* _Task objective_: Copy out all of the records, exactly as they appear.

* _Exercise data_:
★ ★ ★ ★ ★

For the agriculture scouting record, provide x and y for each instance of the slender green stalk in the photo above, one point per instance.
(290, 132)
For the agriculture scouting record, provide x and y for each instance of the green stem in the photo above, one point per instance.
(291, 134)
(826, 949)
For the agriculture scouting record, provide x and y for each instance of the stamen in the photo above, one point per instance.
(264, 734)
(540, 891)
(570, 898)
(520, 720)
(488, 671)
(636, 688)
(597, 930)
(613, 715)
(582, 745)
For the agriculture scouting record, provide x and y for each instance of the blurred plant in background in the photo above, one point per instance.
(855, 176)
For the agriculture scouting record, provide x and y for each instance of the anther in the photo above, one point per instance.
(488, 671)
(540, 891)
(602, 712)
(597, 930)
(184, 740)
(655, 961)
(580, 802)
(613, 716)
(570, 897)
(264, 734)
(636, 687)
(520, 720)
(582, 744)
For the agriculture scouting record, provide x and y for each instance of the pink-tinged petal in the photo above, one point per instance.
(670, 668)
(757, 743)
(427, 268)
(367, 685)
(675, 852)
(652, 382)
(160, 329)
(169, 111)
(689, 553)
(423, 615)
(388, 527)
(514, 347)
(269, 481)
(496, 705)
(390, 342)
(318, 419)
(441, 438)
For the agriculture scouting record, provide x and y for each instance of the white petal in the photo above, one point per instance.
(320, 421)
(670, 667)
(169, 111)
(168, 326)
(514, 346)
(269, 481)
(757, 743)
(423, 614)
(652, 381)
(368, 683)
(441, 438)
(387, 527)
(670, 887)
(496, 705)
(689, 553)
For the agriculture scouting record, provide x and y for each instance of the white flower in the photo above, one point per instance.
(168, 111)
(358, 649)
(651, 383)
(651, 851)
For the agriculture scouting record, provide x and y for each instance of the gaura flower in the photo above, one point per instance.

★ ★ ★ ★ ★

* _Answer to this task_:
For the agriculture scouting record, provide x and y for each instance of the slender green stalk in the photo above, one point per instance.
(290, 132)
For the agriculture scouting record, provide x and y for each instance of the green stem in the photo above, one point per instance.
(291, 134)
(826, 949)
For the agriculture scouting record, provide x and y for each instance of the stamen in the photo above, one point per instance.
(264, 734)
(540, 891)
(570, 898)
(520, 720)
(488, 671)
(636, 688)
(597, 930)
(613, 715)
(582, 745)
For the agriculture scouting record, provide x and y for each instance of the blurred plant in background in the photo above, one point per instance.
(855, 176)
For the agriculture scouting record, provide x and y for each instance of the anther in the photo above, one point per instance.
(488, 671)
(540, 891)
(602, 712)
(597, 930)
(184, 740)
(655, 961)
(580, 802)
(613, 716)
(570, 897)
(264, 734)
(636, 687)
(520, 720)
(582, 744)
For the agriculture scouting record, provide x and y for each instance of the pink-tinged petal in the photo above, one point per instance.
(670, 668)
(757, 743)
(427, 268)
(367, 685)
(675, 852)
(652, 382)
(160, 329)
(169, 111)
(689, 553)
(423, 615)
(388, 527)
(514, 347)
(269, 481)
(496, 705)
(390, 342)
(318, 419)
(441, 438)
For the agriculture scouting record, provide x and y for each instance of the white petal in the photo above, one point per instance.
(320, 421)
(670, 667)
(169, 111)
(168, 326)
(514, 346)
(269, 481)
(757, 743)
(423, 614)
(652, 381)
(368, 683)
(441, 438)
(387, 527)
(670, 887)
(496, 705)
(689, 553)
For the agriculture scouting record, provide x and y for each instance of the white flower in the photo above, one point per instance.
(168, 111)
(358, 649)
(651, 383)
(651, 851)
For the agriculture scouting record, provide x and y for each instance of the gaura flower in the photo above, one point per instance.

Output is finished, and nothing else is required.